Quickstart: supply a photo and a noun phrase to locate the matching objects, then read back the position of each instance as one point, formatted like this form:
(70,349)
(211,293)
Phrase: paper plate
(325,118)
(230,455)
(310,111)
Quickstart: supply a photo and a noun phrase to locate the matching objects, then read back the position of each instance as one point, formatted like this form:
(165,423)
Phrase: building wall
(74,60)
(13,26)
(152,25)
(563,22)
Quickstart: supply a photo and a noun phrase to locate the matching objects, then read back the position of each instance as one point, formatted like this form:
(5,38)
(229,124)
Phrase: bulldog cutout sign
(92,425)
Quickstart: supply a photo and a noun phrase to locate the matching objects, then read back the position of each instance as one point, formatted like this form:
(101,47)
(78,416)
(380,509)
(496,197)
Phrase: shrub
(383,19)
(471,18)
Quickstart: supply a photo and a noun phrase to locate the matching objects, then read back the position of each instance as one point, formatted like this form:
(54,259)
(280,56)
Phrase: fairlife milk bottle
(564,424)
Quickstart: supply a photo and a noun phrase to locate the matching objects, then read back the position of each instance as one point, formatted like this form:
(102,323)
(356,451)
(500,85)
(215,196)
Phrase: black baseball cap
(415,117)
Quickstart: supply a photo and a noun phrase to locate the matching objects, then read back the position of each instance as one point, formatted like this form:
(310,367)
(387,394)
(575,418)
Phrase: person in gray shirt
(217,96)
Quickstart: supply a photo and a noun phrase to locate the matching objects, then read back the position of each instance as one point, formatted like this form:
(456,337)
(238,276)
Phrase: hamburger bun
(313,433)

■ Task prompt: Could you copy all of the lines above word for word, without changing or leaving out any of them?

■ Exercise answer:
Quickstart: supply a photo and a noun phrase to locate the matching objects, then read back the position of each instance as one point, formatted like this form:
(70,349)
(211,293)
Phrase: paper plate
(325,118)
(230,455)
(310,111)
Quickstart: supply a photo and a noun phrase to locate the matching objects, then read back the position of each instance as one point, formatted like this form:
(165,423)
Phrase: building wall
(74,60)
(13,26)
(152,25)
(563,22)
Quickstart: supply a photo and a noun phrase to locate the matching objects, then read back the position of each instance as one point, formatted like this form:
(5,38)
(229,124)
Phrase: bulldog cutout sign
(92,425)
Quickstart: supply a photo and a noun phrase to locate the matching objects, then read back the position of each instance as one point, formatted like this form:
(101,47)
(78,416)
(380,509)
(496,197)
Phrase: shrub
(383,19)
(471,18)
Quickstart: supply a photo and a noun phrase to locate the matching objects, then read back the position of each instance as one point, formatted like this form:
(54,259)
(280,56)
Phrase: fairlife milk bottle
(564,424)
Quickstart: supply a photo and a noun phrase to locate the matching objects, then read back the position of each instance as one point, formatted like this form:
(102,323)
(356,451)
(500,85)
(215,196)
Phrase: black baseball cap
(415,117)
Quickstart: supply a photo and a noun phrase to locate the matching objects, then read back the position of each instance as one point, formatted like this form:
(310,367)
(387,394)
(575,418)
Phrase: person in gray shirt
(217,96)
Quickstart: supply a photo and a noun phrase to locate the matching objects, then read back the position of each instance as one point, formatted like this form:
(456,337)
(238,276)
Phrase: hamburger bun
(313,433)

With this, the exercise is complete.